(Exercise requirements)
Copy each entry below exactly as it reads.

(Records shown)
========================================================================
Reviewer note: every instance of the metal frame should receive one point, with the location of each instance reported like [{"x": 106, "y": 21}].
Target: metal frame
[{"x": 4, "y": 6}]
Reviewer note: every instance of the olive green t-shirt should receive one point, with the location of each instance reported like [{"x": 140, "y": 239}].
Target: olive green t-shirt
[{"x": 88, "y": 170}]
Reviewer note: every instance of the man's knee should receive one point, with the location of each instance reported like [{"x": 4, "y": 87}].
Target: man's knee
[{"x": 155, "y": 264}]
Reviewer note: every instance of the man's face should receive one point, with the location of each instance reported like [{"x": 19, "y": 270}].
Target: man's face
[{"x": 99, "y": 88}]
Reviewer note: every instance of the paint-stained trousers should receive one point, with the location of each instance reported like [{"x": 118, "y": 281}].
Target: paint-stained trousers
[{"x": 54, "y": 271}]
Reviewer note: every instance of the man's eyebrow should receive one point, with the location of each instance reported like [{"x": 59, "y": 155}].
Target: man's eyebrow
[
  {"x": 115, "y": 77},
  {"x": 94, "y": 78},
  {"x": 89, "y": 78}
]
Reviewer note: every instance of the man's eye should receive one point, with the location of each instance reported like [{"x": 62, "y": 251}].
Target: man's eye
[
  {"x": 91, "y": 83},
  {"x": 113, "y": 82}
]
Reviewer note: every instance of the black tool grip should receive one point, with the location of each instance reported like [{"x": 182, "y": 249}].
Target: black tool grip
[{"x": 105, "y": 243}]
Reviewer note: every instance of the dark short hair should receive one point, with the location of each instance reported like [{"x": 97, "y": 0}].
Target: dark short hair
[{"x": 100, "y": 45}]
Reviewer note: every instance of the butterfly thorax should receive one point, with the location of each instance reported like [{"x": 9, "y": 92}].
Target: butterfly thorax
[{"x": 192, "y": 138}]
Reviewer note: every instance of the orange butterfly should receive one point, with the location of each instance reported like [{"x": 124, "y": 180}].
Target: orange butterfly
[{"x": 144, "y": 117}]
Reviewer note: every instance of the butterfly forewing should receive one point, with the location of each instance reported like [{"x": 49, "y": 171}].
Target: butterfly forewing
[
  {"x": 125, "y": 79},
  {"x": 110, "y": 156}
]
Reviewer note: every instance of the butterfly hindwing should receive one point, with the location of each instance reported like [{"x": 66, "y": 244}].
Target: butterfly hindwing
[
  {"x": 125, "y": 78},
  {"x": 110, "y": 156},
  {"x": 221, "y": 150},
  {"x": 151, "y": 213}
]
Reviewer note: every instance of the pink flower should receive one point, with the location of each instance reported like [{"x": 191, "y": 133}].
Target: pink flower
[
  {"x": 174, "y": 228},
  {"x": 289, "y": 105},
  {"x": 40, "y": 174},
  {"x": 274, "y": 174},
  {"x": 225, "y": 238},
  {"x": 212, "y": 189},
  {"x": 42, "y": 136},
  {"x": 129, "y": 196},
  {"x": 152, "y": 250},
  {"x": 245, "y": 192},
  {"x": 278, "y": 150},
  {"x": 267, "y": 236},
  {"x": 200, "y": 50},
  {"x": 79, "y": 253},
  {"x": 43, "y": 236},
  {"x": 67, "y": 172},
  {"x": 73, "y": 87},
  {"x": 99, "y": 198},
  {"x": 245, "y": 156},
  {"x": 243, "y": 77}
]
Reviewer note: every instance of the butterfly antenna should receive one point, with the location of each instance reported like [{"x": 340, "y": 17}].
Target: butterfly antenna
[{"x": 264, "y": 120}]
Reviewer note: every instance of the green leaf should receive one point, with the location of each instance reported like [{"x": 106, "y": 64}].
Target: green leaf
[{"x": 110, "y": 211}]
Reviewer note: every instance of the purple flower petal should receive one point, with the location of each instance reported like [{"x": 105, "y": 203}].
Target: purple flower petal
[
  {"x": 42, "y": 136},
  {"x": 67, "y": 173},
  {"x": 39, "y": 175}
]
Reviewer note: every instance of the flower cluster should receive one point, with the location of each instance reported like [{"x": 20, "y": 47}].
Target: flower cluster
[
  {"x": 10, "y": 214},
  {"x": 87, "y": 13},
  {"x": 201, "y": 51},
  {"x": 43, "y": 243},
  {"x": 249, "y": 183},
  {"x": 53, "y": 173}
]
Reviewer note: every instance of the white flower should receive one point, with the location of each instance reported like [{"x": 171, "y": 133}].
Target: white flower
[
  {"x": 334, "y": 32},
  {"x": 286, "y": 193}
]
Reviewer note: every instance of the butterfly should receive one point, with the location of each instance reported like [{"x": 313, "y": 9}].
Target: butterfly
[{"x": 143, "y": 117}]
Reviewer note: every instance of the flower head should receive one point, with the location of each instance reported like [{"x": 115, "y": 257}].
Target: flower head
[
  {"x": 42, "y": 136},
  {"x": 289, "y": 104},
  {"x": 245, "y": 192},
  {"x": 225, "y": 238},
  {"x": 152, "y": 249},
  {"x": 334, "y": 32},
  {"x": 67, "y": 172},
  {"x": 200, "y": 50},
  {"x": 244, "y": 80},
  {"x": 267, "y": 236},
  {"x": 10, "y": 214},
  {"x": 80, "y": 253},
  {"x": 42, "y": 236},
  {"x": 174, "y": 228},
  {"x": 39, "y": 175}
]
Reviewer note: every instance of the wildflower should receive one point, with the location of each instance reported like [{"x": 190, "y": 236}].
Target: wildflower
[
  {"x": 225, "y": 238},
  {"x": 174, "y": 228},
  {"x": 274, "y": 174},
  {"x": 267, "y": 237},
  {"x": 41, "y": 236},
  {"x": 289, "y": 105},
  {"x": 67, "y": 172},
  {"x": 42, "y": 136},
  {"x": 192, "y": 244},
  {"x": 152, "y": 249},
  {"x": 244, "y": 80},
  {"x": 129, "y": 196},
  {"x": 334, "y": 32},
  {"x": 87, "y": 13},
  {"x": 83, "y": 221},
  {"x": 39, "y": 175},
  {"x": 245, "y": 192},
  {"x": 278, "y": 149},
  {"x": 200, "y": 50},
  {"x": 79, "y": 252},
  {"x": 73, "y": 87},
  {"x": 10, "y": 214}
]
========================================================================
(Your response)
Reviewer note: every instance of the metal frame should receive one point, with the location of each instance reported like [{"x": 106, "y": 21}].
Target: metal frame
[{"x": 4, "y": 6}]
Reviewer note: every instance of the olive green t-shirt should receive one point, with the location of each instance reported like [{"x": 140, "y": 239}].
Target: olive green t-shirt
[{"x": 88, "y": 170}]
Reviewer note: every instance of the man's knee should receive one point, with the location of each instance reported like [{"x": 4, "y": 87}].
Target: man's knee
[{"x": 155, "y": 264}]
Reviewer note: every instance of the man's face should receive one point, with the location of each instance reported like [{"x": 19, "y": 270}].
Target: man's face
[{"x": 99, "y": 88}]
Reviewer note: every instance of the paint-stained trousers should receive one point, with the location of each instance reported like [{"x": 118, "y": 281}].
Target: paint-stained trousers
[{"x": 54, "y": 271}]
Reviewer note: every instance of the man's eyebrow should receive one point, with the location of each instance reported like [{"x": 59, "y": 155}].
Target: man's eyebrow
[
  {"x": 115, "y": 77},
  {"x": 94, "y": 78},
  {"x": 89, "y": 78}
]
Reviewer note: every instance of the man's eye should receive one point, with the location of each instance reported like [{"x": 62, "y": 251}].
Target: man's eye
[
  {"x": 91, "y": 83},
  {"x": 113, "y": 82}
]
Reviewer note: every instance of the black tool grip should receive one point, with the location of each instance reported like [{"x": 182, "y": 249}].
Target: black tool grip
[{"x": 105, "y": 243}]
Reviewer note: every instance of the dark short hair should receive one point, with the location of each instance reported like [{"x": 97, "y": 0}].
Target: dark short hair
[{"x": 100, "y": 45}]
Reviewer note: every instance of the butterfly thorax should receive one point, with the location of each instance reported like [{"x": 9, "y": 92}].
Target: butterfly thorax
[{"x": 192, "y": 138}]
Reviewer note: every instance of the orange butterfly should receive one point, with the location of each instance reported like [{"x": 124, "y": 180}].
Target: orange butterfly
[{"x": 144, "y": 117}]
Reviewer note: every instance of the butterfly forewing should receive one point, with the location of each instance reported like [{"x": 49, "y": 171}].
Target: butterfly forewing
[
  {"x": 125, "y": 79},
  {"x": 110, "y": 156}
]
Reviewer note: every instance of the butterfly hindwing should receive one point, with the location of each instance reported like [{"x": 66, "y": 244}].
Target: butterfly hindwing
[
  {"x": 125, "y": 78},
  {"x": 110, "y": 156},
  {"x": 221, "y": 150},
  {"x": 151, "y": 213}
]
Reviewer note: every instance of the pink flower should receive one point, with the location of each instance reported like [{"x": 191, "y": 133}].
Target: pink flower
[
  {"x": 174, "y": 228},
  {"x": 289, "y": 105},
  {"x": 40, "y": 174},
  {"x": 274, "y": 174},
  {"x": 225, "y": 238},
  {"x": 212, "y": 189},
  {"x": 42, "y": 136},
  {"x": 129, "y": 196},
  {"x": 152, "y": 250},
  {"x": 245, "y": 192},
  {"x": 278, "y": 150},
  {"x": 267, "y": 236},
  {"x": 200, "y": 50},
  {"x": 79, "y": 253},
  {"x": 43, "y": 236},
  {"x": 67, "y": 172},
  {"x": 73, "y": 87},
  {"x": 99, "y": 198},
  {"x": 245, "y": 156},
  {"x": 243, "y": 77}
]
Reviewer note: every instance of the butterfly antenna should receive one point, with the location of each instance reported like [{"x": 340, "y": 17}].
Target: butterfly antenna
[{"x": 264, "y": 120}]
Reviewer note: every instance of the green leaf should receive one point, with the location of each instance reported like [{"x": 106, "y": 64}].
Target: green leaf
[{"x": 110, "y": 211}]
Reviewer note: every instance of the purple flower petal should receive one point, with the location of each instance reported like [{"x": 105, "y": 203}].
Target: purple flower petal
[
  {"x": 42, "y": 136},
  {"x": 67, "y": 173},
  {"x": 39, "y": 175}
]
Reviewer note: every instance of the flower cluster should receive one point, with the location of each instance reported like [{"x": 20, "y": 47}].
Target: flower cluster
[
  {"x": 10, "y": 214},
  {"x": 87, "y": 13},
  {"x": 201, "y": 51},
  {"x": 43, "y": 243},
  {"x": 249, "y": 183},
  {"x": 53, "y": 173}
]
Reviewer note: every instance of the white flower should receive one point, with the location of each instance reported like [{"x": 171, "y": 133}].
Target: white flower
[
  {"x": 334, "y": 32},
  {"x": 286, "y": 193}
]
Reviewer note: every instance of the butterfly should receive one point, with the location of each instance reported like [{"x": 313, "y": 9}].
Target: butterfly
[{"x": 143, "y": 117}]
Reviewer note: every instance of the flower head should receive one point, with the location of each instance reported like [{"x": 115, "y": 257}].
Target: flower head
[
  {"x": 42, "y": 136},
  {"x": 289, "y": 104},
  {"x": 245, "y": 192},
  {"x": 225, "y": 238},
  {"x": 152, "y": 249},
  {"x": 334, "y": 32},
  {"x": 67, "y": 172},
  {"x": 200, "y": 50},
  {"x": 244, "y": 80},
  {"x": 267, "y": 236},
  {"x": 10, "y": 214},
  {"x": 80, "y": 253},
  {"x": 42, "y": 236},
  {"x": 174, "y": 228},
  {"x": 39, "y": 175}
]
Reviewer note: every instance of the wildflower should receive one point, with the location of each instance reported like [{"x": 190, "y": 236}].
Target: wildflower
[
  {"x": 225, "y": 238},
  {"x": 174, "y": 228},
  {"x": 274, "y": 174},
  {"x": 267, "y": 237},
  {"x": 41, "y": 236},
  {"x": 289, "y": 105},
  {"x": 67, "y": 172},
  {"x": 42, "y": 136},
  {"x": 192, "y": 244},
  {"x": 152, "y": 249},
  {"x": 244, "y": 80},
  {"x": 129, "y": 196},
  {"x": 334, "y": 32},
  {"x": 87, "y": 13},
  {"x": 83, "y": 221},
  {"x": 39, "y": 175},
  {"x": 245, "y": 192},
  {"x": 278, "y": 149},
  {"x": 200, "y": 50},
  {"x": 79, "y": 252},
  {"x": 73, "y": 87},
  {"x": 10, "y": 214}
]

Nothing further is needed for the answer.